Your task
Transcribe the records below exactly, leaving out any pictures.

Supplied material
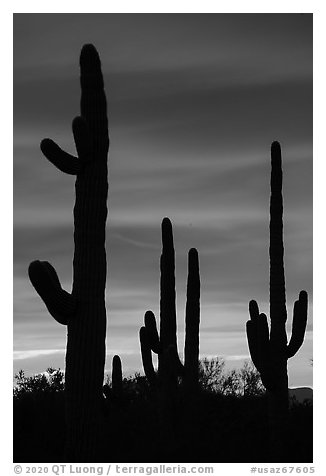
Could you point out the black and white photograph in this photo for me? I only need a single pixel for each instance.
(163, 238)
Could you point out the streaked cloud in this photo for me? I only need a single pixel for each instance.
(194, 103)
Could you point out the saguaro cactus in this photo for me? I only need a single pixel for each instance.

Written answer
Could you point out the black and white photograph in this photo for me? I only need a single pixel for each instance.
(163, 238)
Could you point out the streaked cloud in this photo for me? I only need a single pixel for each instance.
(194, 103)
Could you point out the saguaro cactus in this photo for me? I only need a single pixel for each instance.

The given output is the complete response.